Tarefa escrita A> Troque "Query" por "Target" nas linhas de marcação de pontos, começando pela linha com "post, placing a dot on each." e seguindo até o fim dessas linhas. Reescreva só esse trecho, sem nenhuma outra alteração.

Gabo, minhas avós e eu

“Era inevitável: o cheiro das amêndoas amargas lhe lembrava sempre o destino dos amores contrariados.” Toda vez que leio esta primeira sentença de O Amor nos Tempos de Cólera, solto, quase que involuntariamente, um palavrão. É tiro e queda. Não que eu queira ofender a memória de García Márquez. Muito pelo contrário. Trata-se de estupefação. É que, na minha modesta avaliação, eis aí o mais belo e matador início de livro já escrito em qualquer que seja o idioma que se ponha à mesa. Não sei a você, mas essa breve sucessão de imagens tão sutis me fisgaram de imediato e de tal forma que tive ímpetos de ler o romance todo, de uma única sentada. Só não o fiz porque os bons livros, convém degustá-los sem pressa, com certa avareza até, como quem come um biscoito fino aos poucos, cuidando para que não chegue logo ao fim. É sabido que deixarão um gosto bom, mas também um inevitável vazio.

Talvez poucos reconheçam tanto a importância de um bom começo quanto quem vive do ofício de escrever. Como é sofrido enfrentar a página em branco, ali, feito esfinge – “Decifra-me ou te devoro” –, enquanto se luta contra a torrente de palavras que pululam na cachola, insubordinadas, negando-se a se organizarem na ordem que devem ou que, ao menos, façam mínimo sentido. Carece de comprovação científica, mas tenho pra mim que mais de 98% dos colegas jornalistas sofram desesperadamente com o primeiro parágrafo. No meu caso, a briga dura pra mais de meia hora. Às vezes, só ganho a parada depois de um café (ou trago de cachaça – depende do horário) ou de uma volta nos arrabaldes de casa, ruminando fiapos de ideia.

García Márquez, como sabemos, enquanto escrevia seus primeiros contos, também se fez forjar em redações de jornal. Um de seus romances, Do Amor e Outros Demônios, aliás, foi inspirado quando exercia o posto de repórter e se viu escalado para uma pauta corriqueira: esvaziavam-se as criptas do convento de Santa Clara. A “notícia”, no entanto, não estava nas tumbas principais, de um vice-rei e bispos, mas por detrás de uma lápide adjacente e insuspeita, onde jazia “os ossinhos miúdos e dispersos” de María de Todos los Ángeles e sua “cabeleira esplêndida”, que media vinte e dois metros e onze centímetros. O achado não impressionou o então jovem repórter, porque sua avó lhe contara a lenda de “uma marquesinha cuja cabeleira se arrastava como vestido de noiva” e que viera a morrer de raiva. O romance começa assim:

“Um cachorro cinzento com uma estrela na testa irrompeu pelos becos do mercado no primeiro domingo de dezembro, revirou mesas de frituras, derrubou barraquinhas de índios e toldos de loterias e, de passagem, mordeu quatro pessoas que se atravessaram no seu caminho. Três eram escravos negros. A outra foi Sierva María de Todos los Ángeles, filha única do Marques de Casalduero, que fora com uma empregada mulata para comprar uma fieira de guizos para sua festa de doze anos”. Nada mal, não é mesmo?

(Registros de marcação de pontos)

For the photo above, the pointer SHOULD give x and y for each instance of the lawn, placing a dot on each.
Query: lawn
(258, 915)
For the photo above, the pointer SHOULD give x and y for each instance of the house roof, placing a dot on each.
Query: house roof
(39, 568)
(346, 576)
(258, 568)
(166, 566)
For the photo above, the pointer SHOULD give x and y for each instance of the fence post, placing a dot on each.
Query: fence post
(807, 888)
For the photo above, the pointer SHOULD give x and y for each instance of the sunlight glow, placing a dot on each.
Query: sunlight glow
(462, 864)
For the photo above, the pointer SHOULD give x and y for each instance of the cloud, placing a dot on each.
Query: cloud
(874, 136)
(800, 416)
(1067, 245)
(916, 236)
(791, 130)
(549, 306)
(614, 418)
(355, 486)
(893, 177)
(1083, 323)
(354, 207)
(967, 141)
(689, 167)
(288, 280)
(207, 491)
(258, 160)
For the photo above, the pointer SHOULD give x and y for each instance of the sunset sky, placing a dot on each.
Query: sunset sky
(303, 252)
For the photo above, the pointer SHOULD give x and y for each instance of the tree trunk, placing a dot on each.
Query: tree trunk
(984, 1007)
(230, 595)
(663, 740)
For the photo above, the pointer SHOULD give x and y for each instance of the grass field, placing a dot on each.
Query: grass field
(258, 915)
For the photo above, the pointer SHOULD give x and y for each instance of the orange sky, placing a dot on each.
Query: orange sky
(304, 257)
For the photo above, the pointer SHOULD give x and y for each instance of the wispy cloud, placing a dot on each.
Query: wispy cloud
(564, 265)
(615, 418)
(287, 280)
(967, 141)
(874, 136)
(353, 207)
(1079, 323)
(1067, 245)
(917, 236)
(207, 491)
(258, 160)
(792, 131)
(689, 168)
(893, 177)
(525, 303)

Tarefa escrita B> Prossiga o texto sobre García Márquez e as avós a partir do ponto em que ele termina.

Resultado da tarefa A>
For the photo above, the pointer SHOULD give x and y for each instance of the fence post, placing a dot on each.
Target: fence post
(807, 888)
For the photo above, the pointer SHOULD give x and y for each instance of the sunlight glow, placing a dot on each.
Target: sunlight glow
(462, 864)
For the photo above, the pointer SHOULD give x and y for each instance of the cloud, placing a dot on each.
Target: cloud
(874, 136)
(800, 416)
(1067, 245)
(916, 236)
(791, 130)
(549, 306)
(614, 418)
(355, 486)
(893, 177)
(1083, 323)
(354, 207)
(967, 141)
(689, 167)
(288, 280)
(207, 491)
(258, 160)
For the photo above, the pointer SHOULD give x and y for each instance of the sunset sky, placing a dot on each.
Target: sunset sky
(303, 252)
For the photo above, the pointer SHOULD give x and y for each instance of the tree trunk, placing a dot on each.
Target: tree trunk
(984, 1007)
(230, 595)
(663, 740)
For the photo above, the pointer SHOULD give x and y for each instance of the grass field, placing a dot on each.
Target: grass field
(258, 915)
For the photo above, the pointer SHOULD give x and y for each instance of the orange sky, placing a dot on each.
Target: orange sky
(304, 257)
For the photo above, the pointer SHOULD give x and y for each instance of the wispy cloud, placing a dot on each.
Target: wispy cloud
(564, 265)
(615, 418)
(287, 280)
(967, 141)
(874, 136)
(353, 207)
(1079, 323)
(1067, 245)
(917, 236)
(207, 491)
(258, 160)
(792, 131)
(689, 168)
(893, 177)
(525, 303)

Resultado da tarefa B>
Há quem prefira, no entanto, o alvorecer de Cem Anos de Solidão:  “Muitos anos depois, diante do pelotão de fuzilamento, o Coronel Aureliano Buendía havia de recordar aquela tarde remota em que seu pai o levou para conhecer o gelo”. Paulada. Por que executavam o tal Buendía? E essa história do gelo? Quem abdicaria da leitura depois dessa? Por isso, escolher entre as obras do colombiano é tarefa tão controversa quanto se decidir entre Beatles e Stones, mas, apesar de reconhecer a fluidez do início de Cem Anos, fico com as figuras sublimes de O Amor nos Tempos do Cólera. Mas não hei de torcer o nariz se você preferir a história que se dá na mítica Macondo. Fique à vontade.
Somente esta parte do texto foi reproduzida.